» **Stated problem**
In the steam locomotive maintenance thread, why does Carl say any lubricant for the engines needs to be plastic friendly?

» **Document**

-- START --

# Steam Locomotive Maintenance



## UP4000series (Apr 19, 2013)

What should I do for proper maintenance of a steam locomotive. What lube should I use for the rods.


----------



## tjcruiser (Jan 10, 2010)

A lot of us guys here use a small drop of 5W-20 or 5W-30 motor oil for lube work on locos ... it doesn't gum up over time like some other lubes.


----------



## UP4000series (Apr 19, 2013)

Now could I use that universally or just for drive components. I should be asking if it will work on n scale.


----------



## Carl (Feb 19, 2012)

I would suggest LaBelle Lubricants #106 as it is plastic friendly. Any lubricant for your engines needs to be plastic friendly. as a large number of the gears used are made from plastic. It is a lubricating grease with Teflon. Hobby shop carry it and it can be purchased from on-line suppliers.


----------



## UP4000series (Apr 19, 2013)

So I should use that over hobb-e-lube. I've heard that lebelle #106 is much better.


----------



## shaygetz (Sep 23, 2007)

I use a variety of lubes...Hob-E-Lube, LaBelle #106...even Wahl Hair Clipper oil, it really depends on which bottle is in easy reach. I use Hob-E-Lube's Moly Grease on the gears, though I have used Penn Reel lube in the past as well. In both cases, I use them regardless of scale as I model in HO and N.


----------



## UP4000series (Apr 19, 2013)

What should I use on connecting rods


----------



## shaygetz (Sep 23, 2007)

...one of the light oils, grease is only for gears.


----------



## UP4000series (Apr 19, 2013)

Do you have a preference, is there one brand that railroaders find favorable.


----------



## Carl (Feb 19, 2012)

This link displays both the LaBelle & Hobb-E-Lub greases and oils that are very good and safe with plastic.

http://fiferhobby.com/html/lubricants.html


----------



## UP4000series (Apr 19, 2013)

Thanks


----------



## shaygetz (Sep 23, 2007)

UP4000series said:


> Do you have a preference...


Whatever comes my way in the junk boxes I buy...:thumbsup:


----------

-- END --

» **Data provided**
-- START --

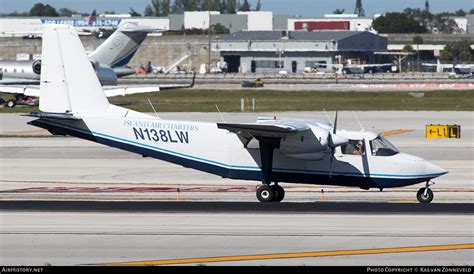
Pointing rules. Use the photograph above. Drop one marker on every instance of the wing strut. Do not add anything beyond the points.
(266, 157)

-- END --

» **The response**
A large number of the gears used are made from plastic.